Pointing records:
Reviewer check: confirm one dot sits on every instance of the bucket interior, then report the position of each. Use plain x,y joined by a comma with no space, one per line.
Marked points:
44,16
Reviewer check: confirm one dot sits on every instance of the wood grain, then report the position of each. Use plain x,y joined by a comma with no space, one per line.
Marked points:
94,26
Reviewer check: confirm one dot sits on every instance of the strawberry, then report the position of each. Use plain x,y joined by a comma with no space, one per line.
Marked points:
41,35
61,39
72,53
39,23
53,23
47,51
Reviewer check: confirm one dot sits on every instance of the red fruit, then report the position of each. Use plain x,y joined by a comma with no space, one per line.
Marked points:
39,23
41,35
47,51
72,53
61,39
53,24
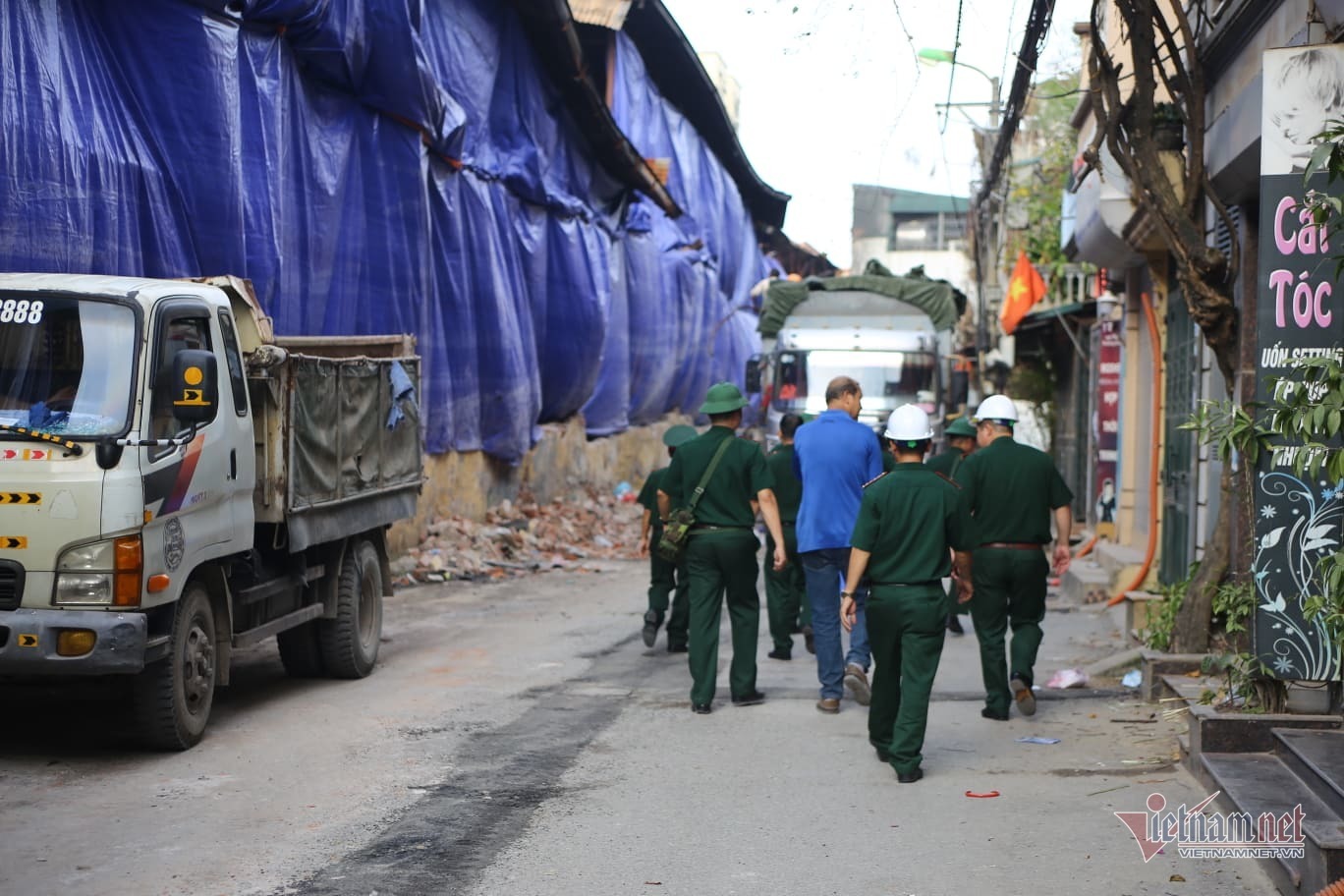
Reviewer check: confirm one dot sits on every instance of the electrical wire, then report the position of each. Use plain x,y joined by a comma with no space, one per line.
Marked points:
952,73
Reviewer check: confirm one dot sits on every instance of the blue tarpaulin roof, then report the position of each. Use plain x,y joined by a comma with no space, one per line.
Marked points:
383,165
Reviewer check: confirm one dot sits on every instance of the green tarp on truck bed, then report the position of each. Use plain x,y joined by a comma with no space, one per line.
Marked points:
937,299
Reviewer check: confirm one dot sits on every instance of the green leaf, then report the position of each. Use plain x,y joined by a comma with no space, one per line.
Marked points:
1320,156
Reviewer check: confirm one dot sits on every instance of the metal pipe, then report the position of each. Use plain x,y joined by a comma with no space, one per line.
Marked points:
1154,456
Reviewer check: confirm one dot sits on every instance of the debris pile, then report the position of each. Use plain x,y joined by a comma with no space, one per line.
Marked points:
526,536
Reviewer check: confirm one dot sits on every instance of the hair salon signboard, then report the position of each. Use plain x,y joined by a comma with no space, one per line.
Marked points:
1300,313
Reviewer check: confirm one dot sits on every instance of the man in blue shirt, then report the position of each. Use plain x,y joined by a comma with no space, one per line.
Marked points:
835,456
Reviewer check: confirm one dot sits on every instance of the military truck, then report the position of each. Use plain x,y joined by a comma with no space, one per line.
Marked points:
178,483
890,333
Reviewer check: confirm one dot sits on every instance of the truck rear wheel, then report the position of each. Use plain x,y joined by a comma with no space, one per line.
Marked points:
300,651
172,698
350,641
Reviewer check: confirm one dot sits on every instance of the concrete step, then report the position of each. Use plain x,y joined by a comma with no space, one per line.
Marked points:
1317,757
1085,582
1257,783
1117,559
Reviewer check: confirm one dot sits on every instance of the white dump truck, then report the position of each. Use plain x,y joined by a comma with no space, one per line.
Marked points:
890,333
178,483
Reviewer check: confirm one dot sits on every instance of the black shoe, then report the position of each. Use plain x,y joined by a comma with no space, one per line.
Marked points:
650,628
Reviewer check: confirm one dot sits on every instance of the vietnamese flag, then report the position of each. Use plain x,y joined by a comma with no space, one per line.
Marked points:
1025,291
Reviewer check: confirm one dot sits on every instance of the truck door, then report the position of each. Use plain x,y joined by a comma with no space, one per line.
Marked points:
191,489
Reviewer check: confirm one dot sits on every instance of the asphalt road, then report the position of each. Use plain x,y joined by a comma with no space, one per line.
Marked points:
518,738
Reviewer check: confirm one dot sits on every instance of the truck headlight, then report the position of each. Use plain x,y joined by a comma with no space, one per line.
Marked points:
99,574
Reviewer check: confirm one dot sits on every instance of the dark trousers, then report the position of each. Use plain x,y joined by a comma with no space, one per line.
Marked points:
722,564
1010,594
906,630
785,591
669,579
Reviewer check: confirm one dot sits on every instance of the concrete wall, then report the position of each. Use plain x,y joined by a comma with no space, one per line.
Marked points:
563,461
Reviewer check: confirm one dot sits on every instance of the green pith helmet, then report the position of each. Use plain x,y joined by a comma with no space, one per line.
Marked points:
960,427
723,398
679,434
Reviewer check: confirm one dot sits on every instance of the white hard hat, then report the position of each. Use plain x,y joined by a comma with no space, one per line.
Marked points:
909,423
996,407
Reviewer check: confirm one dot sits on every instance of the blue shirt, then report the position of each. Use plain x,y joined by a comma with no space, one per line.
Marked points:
833,456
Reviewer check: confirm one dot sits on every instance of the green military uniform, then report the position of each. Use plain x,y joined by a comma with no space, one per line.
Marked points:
1011,490
908,520
720,555
948,463
785,589
665,578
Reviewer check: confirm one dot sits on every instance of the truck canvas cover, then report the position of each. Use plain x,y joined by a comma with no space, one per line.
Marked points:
937,299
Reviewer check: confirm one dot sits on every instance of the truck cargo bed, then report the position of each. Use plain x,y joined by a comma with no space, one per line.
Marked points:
350,430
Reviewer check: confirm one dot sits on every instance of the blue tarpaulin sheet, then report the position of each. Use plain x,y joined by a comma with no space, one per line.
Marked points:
382,165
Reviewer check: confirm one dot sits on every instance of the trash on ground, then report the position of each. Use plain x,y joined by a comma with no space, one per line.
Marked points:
1067,679
1109,790
525,536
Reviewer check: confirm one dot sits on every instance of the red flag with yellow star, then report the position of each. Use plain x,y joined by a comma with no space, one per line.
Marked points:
1025,291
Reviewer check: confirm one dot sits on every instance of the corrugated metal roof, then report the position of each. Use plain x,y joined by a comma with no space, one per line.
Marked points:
608,14
906,201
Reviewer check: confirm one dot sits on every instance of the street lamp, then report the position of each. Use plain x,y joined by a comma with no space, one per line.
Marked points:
934,57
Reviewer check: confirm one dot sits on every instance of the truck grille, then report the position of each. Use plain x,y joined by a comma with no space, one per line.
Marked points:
11,585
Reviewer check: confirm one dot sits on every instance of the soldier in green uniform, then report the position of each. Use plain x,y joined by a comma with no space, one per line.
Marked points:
908,522
961,443
663,577
720,555
785,589
1012,492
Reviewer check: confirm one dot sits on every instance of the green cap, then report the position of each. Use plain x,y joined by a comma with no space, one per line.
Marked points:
723,398
960,426
679,434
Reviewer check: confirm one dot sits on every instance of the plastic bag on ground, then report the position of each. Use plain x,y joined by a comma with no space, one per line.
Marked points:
1067,679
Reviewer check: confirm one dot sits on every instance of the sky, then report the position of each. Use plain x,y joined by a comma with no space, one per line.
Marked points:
832,93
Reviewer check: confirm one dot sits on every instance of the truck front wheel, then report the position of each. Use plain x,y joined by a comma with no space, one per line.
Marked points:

### TASK INSTRUCTIONS
Using the material above, set down every line exactly, but skip the pictures.

### OUTPUT OF THE TASK
Reviewer check: confirm one dot sits on every instance of the bucket interior, then report the position of each. Use plain x,y joined by a comma with no space, one per line.
Marked points:
44,16
Reviewer check: confirm one dot sits on every instance of the wood grain, then report the position of each. Use plain x,y joined by a comma with no space, one per line.
Marked points:
94,26
Reviewer check: confirm one dot sits on every instance of the strawberry, then report the position of each. Use plain x,y joined by a comma with no space, one per line.
Marked points:
41,35
61,39
72,53
39,23
53,23
47,51
Reviewer check: confirm one dot sits on every instance of the red fruit, then report the position of each. Use plain x,y joined by a comma with no space, one per line.
Marked points:
39,23
41,35
47,51
72,53
61,39
53,24
Reviewer check: confirm one dot sits on every instance of the electrical wire, then report the position of each. Use plain x,y joined by a comma with no space, one per line.
Marked points:
952,73
Reviewer check: confirm one dot sits on every instance of the blue tarpaulin roof, then report the position of each. Use plain x,y joined by a comma with no space, one per line.
Marked points:
383,165
Reviewer check: confirm one dot sits on every instance of the green tarp on truck bed, then report the position of each. Use plain x,y joined by a comma with no space, one per line.
Marked points:
937,299
Reviewer check: confirm one dot sits on every instance of the green leaf, then report the position of each. Use plain x,y joined by a comma with no space, one per line.
Marked points:
1320,156
Reviewer check: confirm one dot sits on every instance of the metal pipe, then report the position of each. Use plain x,y joined by a comma with no space, one per line.
Marked points:
1154,456
Reviewer check: confirm one dot sits on every instance of the debris pile, then report the position of each. Use plain x,y joined by a comma with no space, one per line.
Marked points:
526,536
Reviewer check: confirm one dot sits on every instance of the hair salon signboard, then report the position of each. Use plain x,y joined by a comma with no space, one per line.
Marked points:
1300,313
Reviewer check: confirm one dot sits on every instance of the man in blue shirt, then report the position of each. Use plain x,y joined by a comma with no space, one per line.
Marked points:
835,456
Reviewer check: confirm one dot sits on every instance of the military truck, then report the position of each. Use plain x,y joined by a comma with no space, one per line.
Marked points:
178,483
890,333
Reviewer check: confirm one dot sits on every instance of the truck rear wheel, then report the position of each. Use plain x,y joined by a comma with no space, one per line.
Marked points:
300,651
172,698
350,641
Reviewer check: confirm one dot sits on every instance of the concrete step, then report the position of each. Use plain x,y joined by a comma with no space, one per line.
Marked points:
1317,757
1085,582
1257,783
1117,559
Reviewer check: confirm one dot sits on every instance of the white dump truck, then report the position of each. Use plain x,y joined by a comma with no space, one per line.
Marked points:
890,333
178,483
Reviewer check: confirm one dot sits on every instance of the black shoe, then report the position of each. Use plain x,y joined by a comma with no space, one per line.
Marked points:
650,628
Reviewer check: confirm one dot sits on every instance of the vietnamese flag, then report the position of each. Use plain x,y joined by a comma with no space, one per line.
Marked points:
1025,291
Reviewer check: confirm one dot sits on every instance of the truck door, then report the position of each. Use plain x,y joined by a comma with no space, one per line.
Marked points:
191,489
Reviewer check: confirm one dot sits on every instance of the asphalt road, then report the position of each. Use plain x,y joined by a comma with no space, one per line.
Marked points:
518,738
Reviewer check: confirm one dot sits on every instance of the truck headlight, then report the position of each. Use plain x,y joined by a comma with no space, one per line.
Marked points:
99,574
Reviewer check: confirm one dot sits on every instance of the dark trousers, then report the position of each. Use plain x,y joined by a comma with no space, one per line.
Marked points:
722,564
1010,594
906,630
785,591
669,579
Reviewer check: confirm one dot sits on every instance of the concrete wall, then report the position of each. Use plain x,y joined by a comma with no space, one per line.
Marked points:
563,461
Reviewer check: confirm one dot sits on every instance of the green pith helmet, then report the position of each. Use plain x,y joined by a comma with no space, one per line.
Marked points:
960,427
723,398
679,434
Reviewer check: confirm one dot sits on every instance of the white hard hat, then report the position of each. Use plain x,y joined by a comma with no space, one per line.
Marked points:
909,423
996,407
Reviewer check: confirm one dot sits on every instance of the blue shirt, then report the position of each. Use plain x,y joined by a comma with no space, one per line.
Marked points:
833,456
Reviewer check: confirm one dot sits on every instance of the green military uniform, then report the position of each. Use plain x,y joined by a comma with no space, one per line.
Marked points:
1011,490
908,520
720,555
948,463
785,589
665,578
Reviewer check: confirm one dot sits on every instance of the truck canvas cover, then report the position of each. Use plain x,y joined by a comma with no space, one per line.
Marked points:
937,299
Reviewer check: confirm one dot sits on every instance of the truck cargo bed, then report the position of each. Use plain x,y joined by a comma with no space, one per line.
Marked points:
350,430
Reviewer check: confirm one dot sits on every instance of the blue tarpaulin sheet, then report the position of each. Use plain x,y joined by a comma with no space, one per line.
Marked points:
382,165
Reviewer check: confirm one dot sits on every instance of the trash on ground, then report the position of each. Use plain x,y joined by a comma with no space, one per line.
Marked points:
1067,679
1109,790
525,536
Reviewer check: confirm one dot sits on every instance of the red flag with yellow star, then report the position of each. Use plain x,y joined by a comma with no space, one per line.
Marked points:
1025,291
Reviewer check: confirm one dot sits on every instance of the corrugated metal roof, then report the position of each. Use plain x,y joined by a comma with no space, one per line.
Marked points:
608,14
906,201
Reviewer check: confirm one dot sits on every instance of the street lamp, then report the position of each. Use plain x,y joined by a comma with no space, one per line.
Marked points:
934,57
Reviewer check: confirm one dot sits on every instance of the truck grille, then report the position of each. Use plain x,y joined by a comma with no space, one per line.
Marked points:
11,585
Reviewer check: confirm one dot sits on every instance of the soldier in green uniform, then report the position of each. Use plain x,y joined by a comma with no space, one per line.
Marked points:
908,522
961,443
663,577
720,555
785,589
1012,492
Reviewer check: confirm one dot sits on every instance of the green cap, then report the position of each. Use plain x,y joined by a comma with no space, one per line.
Marked points:
723,398
960,426
679,434
Reviewer check: confirm one dot sits on every instance of the plastic bag on ground, then report the position of each. Use plain x,y joined by a comma with no space, one per line.
Marked points:
1067,679
Reviewer check: confirm one dot sits on every instance of the sky, then report the position of each. Use plain x,y joined by a comma with no space, one per line.
Marked points:
832,93
Reviewer check: confirm one dot sits on every instance of the truck front wheel, then report the position of each. Use plain x,y joined by a comma with no space, one per line.
Marked points:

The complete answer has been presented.